> [Extracted text]
[Gta04-owner] Linux 3.2-rc2 on GTA04

Christoph Mair christoph.mair at gmail.com
Mon Nov 21 17:39:56 CET 2011


On Mon, Nov 21, 2011 at 5:00 PM, Dr. H. Nikolaus Schaller
<hns at goldelico.com> wrote:
>
> Am 21.11.2011 um 16:50 schrieb Christoph Mair:
>
>> On Mon, Nov 21, 2011 at 3:50 PM, Dr. H. Nikolaus Schaller
>> <hns at goldelico.com> wrote:
>>> Am 21.11.2011 um 12:32 schrieb NeilBrown:
>>
>>>> The next big thing I want to work on is proper integration of the LED
>>>> controller - with the 'wlan reset' line looking like a GPIO output rather
>>>> than an LED :-)
>>>
>>> Does this matter?
>> In my opinion: yes.
>>
>>> IMHO it is
>>>
>>>        echo "const1" >somepath and
>>>        echo "const2" >somepath
>>>
>>> So user space daemons should be able to be configured so that it matches
>>> whatever the hardware/kernel needs.
>>>
>>> My idea of the TCA6507 driver was to provide a general I2C LED driver similar
>>> to others. This makes it much more useful to others and raises chance of being
>>> accepted upstream.
>>>
>>> That we mis-use one of the outputs as a WLAN reset, should IMHO not be
>>> hard-coded in the kernel or drivers. It could change for future hardware revisions.
>>> E.g. if we use a WLAN module without reset. Or assign a real GPIO.
>> Nevertheless, if the TCA6507 driver would for example look for a
>> platform_data structure which defines which output is used as GPIO or
>> as LED, it sould be acceptable anyways.
>
> AFAIK, none of the existing LED drivers does this.
> So I would say: don't make it more complicated as it is :)
>
>> In my opinion, the main difference between a LED and a GPIO output is
>> the following: a GPIO does not have a brightness or (probably) should
>> not fade in or out. And this should be handled in software.
>
> Well, there are GPIOs that can also be programmed as PWM outputs.
> So we need some universal output driver that can be configured to behave
> as GPIO, PWM or LED (with different brightness and blinking patterns).

> [Tasks to perform]
A: Translate this sentence from the TCA6507 discussion into German: "Well, there are GPIOs that can also be programmed as PWM outputs."
B: Proceed with the TCA6507 LED driver discussion, picking up right after its final line.
The entries that follow have no connection to the TCA6507 discussion.

> [Extracted records]
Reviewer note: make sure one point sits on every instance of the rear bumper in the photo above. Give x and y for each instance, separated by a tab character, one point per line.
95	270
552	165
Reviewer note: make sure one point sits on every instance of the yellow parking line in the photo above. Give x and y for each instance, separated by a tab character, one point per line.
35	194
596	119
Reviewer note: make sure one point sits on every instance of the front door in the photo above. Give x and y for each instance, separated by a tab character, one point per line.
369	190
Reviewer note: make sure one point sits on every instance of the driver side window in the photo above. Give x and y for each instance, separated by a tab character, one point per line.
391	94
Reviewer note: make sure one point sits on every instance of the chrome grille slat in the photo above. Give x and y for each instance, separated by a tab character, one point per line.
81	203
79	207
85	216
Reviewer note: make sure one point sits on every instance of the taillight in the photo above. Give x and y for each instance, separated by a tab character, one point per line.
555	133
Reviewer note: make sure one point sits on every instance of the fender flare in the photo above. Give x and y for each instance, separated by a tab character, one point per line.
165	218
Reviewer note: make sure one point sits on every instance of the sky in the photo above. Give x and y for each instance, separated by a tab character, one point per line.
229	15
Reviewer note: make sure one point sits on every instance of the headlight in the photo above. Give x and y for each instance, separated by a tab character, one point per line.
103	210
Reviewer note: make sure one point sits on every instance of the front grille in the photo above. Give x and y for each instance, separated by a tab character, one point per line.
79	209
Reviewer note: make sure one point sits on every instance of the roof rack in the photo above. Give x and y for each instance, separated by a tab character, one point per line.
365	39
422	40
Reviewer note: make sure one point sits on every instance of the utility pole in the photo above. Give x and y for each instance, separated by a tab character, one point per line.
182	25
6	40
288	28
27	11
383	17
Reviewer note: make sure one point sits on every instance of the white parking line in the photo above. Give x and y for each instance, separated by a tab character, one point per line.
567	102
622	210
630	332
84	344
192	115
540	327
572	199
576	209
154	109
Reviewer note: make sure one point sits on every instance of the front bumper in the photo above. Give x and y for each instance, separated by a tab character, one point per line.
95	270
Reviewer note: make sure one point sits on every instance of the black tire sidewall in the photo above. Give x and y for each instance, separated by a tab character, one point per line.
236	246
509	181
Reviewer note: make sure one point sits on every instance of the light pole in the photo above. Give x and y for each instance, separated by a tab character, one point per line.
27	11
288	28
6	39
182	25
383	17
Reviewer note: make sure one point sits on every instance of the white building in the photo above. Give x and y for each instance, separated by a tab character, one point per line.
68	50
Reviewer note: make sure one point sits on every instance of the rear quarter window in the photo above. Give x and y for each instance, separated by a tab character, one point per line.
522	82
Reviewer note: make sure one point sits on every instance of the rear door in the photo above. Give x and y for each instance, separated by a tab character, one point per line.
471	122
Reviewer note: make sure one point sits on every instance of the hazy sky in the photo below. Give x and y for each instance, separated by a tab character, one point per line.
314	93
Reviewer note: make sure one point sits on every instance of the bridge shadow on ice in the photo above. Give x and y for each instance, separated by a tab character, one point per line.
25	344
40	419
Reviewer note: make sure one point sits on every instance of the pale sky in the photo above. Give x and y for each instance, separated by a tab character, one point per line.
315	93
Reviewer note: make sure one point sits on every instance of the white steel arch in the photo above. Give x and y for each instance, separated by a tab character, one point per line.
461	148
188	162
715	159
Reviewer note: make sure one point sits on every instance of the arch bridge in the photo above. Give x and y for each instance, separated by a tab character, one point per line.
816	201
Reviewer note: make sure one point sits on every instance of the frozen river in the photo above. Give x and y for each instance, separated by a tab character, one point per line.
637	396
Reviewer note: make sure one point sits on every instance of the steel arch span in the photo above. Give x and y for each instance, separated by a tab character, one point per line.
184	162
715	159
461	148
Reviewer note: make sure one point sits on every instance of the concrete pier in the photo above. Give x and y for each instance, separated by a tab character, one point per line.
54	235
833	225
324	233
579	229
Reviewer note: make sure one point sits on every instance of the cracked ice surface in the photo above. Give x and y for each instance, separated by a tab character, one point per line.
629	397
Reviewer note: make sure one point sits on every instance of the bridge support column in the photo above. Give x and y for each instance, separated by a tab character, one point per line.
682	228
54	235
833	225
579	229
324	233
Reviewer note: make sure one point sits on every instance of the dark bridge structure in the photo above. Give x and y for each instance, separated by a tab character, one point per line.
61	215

> [Answers given]
A: Nun, es gibt GPIOs, die auch als PWM-Ausgänge programmiert werden können.

B:
>
> If we want to harmonize that I think it will reach far beyond the GTA04 project...
>
> The main question is: what is a driver? A driver for a specific I2C chip (e.g. TCA6507)
> or for a function (GPIO, PWM, LED).
>
> Or do you just mean that the platform_data should configure each output
> to enable/disable the blinking function? So that nobody can make the WLAN
> reset blink?
I would suggest that the driver registers each output as either LED or
GPIO device, depending on some information (probably available as
platform_data) and maybe using LED as default if nothing is specified.
The TCA6507 would then act as a driver for a multifunction device.
The GPIO part just does not need to handle the blinking as the GPIO
framework does not know about such a function. The LED part should
expose the hardware-blinking feature to the upper layers so that it's
available to the led infrastructure.

> I thought Neil wanted to integrate it into the GPIO framework so that some
> TCA6507 outputs can be controlled as LEDs and others as GPIOs. But I may be
> wrong in my interpretation.
I'm quite sure this is the goal he wants to reach. It probably just
depends on how it's implemented.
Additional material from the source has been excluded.